Opgeslagen items uit een collectie:
******************************

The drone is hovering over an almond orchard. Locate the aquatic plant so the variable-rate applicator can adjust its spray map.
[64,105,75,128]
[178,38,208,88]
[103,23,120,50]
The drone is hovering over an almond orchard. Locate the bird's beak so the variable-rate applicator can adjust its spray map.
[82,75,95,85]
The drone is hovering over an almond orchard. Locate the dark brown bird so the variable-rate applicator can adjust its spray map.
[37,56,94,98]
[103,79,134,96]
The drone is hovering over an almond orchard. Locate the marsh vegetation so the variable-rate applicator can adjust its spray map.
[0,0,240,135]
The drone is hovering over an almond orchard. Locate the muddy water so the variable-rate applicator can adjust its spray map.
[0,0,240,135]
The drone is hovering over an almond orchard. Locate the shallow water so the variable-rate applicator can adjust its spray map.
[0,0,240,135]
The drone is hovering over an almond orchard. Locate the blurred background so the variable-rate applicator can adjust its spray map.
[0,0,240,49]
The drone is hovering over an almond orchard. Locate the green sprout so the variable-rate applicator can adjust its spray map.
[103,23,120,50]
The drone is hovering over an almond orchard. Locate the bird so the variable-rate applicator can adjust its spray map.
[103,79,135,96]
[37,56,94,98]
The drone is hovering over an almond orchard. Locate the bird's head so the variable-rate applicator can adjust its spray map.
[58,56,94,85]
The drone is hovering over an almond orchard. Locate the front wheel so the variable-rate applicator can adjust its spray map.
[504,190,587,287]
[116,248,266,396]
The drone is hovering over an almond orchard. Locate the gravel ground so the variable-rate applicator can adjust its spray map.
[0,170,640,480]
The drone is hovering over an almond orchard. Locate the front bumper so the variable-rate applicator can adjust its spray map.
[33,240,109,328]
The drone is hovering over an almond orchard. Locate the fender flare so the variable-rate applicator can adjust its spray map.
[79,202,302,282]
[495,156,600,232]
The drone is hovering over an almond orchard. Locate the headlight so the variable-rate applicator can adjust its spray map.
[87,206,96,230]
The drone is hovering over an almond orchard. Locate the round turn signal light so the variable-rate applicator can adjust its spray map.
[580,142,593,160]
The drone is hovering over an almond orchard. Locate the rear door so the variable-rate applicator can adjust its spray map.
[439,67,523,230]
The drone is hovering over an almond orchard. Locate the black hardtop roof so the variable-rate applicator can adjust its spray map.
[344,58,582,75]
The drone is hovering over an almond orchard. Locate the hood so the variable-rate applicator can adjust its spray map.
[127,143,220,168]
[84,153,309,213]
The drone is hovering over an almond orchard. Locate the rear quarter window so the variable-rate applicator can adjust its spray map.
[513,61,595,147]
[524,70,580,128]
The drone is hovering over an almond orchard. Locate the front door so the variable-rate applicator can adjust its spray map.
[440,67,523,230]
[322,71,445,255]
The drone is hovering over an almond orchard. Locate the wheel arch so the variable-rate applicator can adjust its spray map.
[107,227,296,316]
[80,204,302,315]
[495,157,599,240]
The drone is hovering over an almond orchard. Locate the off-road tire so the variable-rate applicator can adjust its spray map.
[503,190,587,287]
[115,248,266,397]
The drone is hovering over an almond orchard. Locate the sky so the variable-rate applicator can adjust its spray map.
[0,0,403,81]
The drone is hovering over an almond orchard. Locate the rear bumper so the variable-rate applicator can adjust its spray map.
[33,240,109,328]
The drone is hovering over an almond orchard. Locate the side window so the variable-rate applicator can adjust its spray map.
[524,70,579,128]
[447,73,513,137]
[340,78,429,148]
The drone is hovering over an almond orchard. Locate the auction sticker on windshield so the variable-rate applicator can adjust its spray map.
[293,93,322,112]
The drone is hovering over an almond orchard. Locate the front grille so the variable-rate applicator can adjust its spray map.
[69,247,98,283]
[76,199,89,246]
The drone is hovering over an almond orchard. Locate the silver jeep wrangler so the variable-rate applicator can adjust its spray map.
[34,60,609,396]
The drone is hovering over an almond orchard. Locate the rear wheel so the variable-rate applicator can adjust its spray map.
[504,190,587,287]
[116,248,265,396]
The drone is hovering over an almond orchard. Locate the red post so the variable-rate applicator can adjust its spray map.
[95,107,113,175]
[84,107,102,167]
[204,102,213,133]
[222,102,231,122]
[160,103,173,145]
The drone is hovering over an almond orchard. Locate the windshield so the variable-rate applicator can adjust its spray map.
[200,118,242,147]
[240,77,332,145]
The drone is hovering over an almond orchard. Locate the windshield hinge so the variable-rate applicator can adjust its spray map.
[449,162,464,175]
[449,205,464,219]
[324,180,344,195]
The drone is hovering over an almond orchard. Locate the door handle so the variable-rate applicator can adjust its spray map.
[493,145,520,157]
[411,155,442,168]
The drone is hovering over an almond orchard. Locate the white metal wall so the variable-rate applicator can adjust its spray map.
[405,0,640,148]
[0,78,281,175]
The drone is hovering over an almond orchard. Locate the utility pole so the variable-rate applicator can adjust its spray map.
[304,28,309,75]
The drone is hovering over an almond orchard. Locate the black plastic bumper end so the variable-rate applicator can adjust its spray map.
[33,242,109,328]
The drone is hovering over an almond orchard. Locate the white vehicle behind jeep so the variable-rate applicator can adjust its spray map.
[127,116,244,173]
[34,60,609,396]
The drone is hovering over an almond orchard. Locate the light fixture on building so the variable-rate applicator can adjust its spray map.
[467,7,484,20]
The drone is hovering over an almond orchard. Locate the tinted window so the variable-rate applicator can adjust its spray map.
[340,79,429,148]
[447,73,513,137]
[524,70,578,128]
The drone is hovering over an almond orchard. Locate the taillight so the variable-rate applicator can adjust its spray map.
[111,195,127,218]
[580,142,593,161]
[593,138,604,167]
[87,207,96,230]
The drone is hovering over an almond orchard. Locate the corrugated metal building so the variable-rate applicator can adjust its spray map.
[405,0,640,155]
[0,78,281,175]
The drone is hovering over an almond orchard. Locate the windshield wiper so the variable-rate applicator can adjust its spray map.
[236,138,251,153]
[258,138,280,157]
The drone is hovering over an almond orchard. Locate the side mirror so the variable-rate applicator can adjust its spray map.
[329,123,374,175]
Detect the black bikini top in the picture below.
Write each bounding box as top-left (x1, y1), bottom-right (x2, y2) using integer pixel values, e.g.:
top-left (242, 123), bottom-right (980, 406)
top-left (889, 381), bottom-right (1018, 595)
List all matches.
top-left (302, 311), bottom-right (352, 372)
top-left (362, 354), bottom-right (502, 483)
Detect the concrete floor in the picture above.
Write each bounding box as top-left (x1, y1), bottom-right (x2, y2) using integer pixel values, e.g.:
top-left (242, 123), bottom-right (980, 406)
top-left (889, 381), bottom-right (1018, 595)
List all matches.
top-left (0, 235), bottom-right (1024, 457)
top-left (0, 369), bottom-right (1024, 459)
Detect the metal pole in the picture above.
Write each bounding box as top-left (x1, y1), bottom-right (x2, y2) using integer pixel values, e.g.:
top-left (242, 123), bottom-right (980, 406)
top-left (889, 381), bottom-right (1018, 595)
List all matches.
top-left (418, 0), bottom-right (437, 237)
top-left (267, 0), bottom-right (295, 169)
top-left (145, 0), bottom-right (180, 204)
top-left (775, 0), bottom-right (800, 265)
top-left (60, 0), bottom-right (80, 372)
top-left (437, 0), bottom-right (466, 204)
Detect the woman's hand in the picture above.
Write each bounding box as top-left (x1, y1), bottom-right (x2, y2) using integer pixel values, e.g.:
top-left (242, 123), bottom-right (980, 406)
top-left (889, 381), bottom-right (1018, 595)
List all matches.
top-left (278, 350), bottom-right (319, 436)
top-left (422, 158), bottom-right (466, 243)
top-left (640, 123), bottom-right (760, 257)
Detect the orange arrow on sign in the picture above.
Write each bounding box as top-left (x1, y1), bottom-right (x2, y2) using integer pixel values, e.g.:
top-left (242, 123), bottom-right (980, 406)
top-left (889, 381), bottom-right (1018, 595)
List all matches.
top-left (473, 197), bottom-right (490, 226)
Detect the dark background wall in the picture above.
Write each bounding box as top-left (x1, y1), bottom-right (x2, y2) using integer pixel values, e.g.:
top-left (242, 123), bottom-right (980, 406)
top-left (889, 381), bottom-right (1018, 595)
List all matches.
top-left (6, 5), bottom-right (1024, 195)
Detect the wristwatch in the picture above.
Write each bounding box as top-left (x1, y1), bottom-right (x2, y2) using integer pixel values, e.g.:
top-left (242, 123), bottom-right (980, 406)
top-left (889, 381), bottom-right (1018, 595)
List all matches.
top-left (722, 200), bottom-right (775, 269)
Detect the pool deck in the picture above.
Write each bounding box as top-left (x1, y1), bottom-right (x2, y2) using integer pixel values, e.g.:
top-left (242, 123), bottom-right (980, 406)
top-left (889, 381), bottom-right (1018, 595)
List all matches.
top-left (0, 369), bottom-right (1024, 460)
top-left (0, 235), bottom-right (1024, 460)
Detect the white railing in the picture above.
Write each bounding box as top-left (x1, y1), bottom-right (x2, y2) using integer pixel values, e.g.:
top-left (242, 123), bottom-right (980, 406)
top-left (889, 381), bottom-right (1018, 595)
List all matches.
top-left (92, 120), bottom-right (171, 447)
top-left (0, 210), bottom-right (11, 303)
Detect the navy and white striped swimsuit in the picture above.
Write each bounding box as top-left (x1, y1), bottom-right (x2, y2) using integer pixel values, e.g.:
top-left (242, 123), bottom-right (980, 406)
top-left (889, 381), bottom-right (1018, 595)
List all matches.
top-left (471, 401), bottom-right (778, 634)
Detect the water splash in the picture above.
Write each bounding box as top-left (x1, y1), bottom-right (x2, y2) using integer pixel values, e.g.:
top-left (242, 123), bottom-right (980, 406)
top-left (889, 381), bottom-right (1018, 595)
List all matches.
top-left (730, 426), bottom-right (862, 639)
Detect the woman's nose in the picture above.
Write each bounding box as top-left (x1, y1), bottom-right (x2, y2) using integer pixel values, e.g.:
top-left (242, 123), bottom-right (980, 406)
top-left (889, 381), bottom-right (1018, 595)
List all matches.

******************************

#### Taakdetails
Zoek in het materiaal elke regel waarin de string "background" voorkomt en neem die regels ongewijzigd over.

#### Uitgewerkte oplossing
The drone is hovering over an almond orchard. Locate the blurred background so the variable-rate applicator can adjust its spray map.
Detect the dark background wall in the picture above.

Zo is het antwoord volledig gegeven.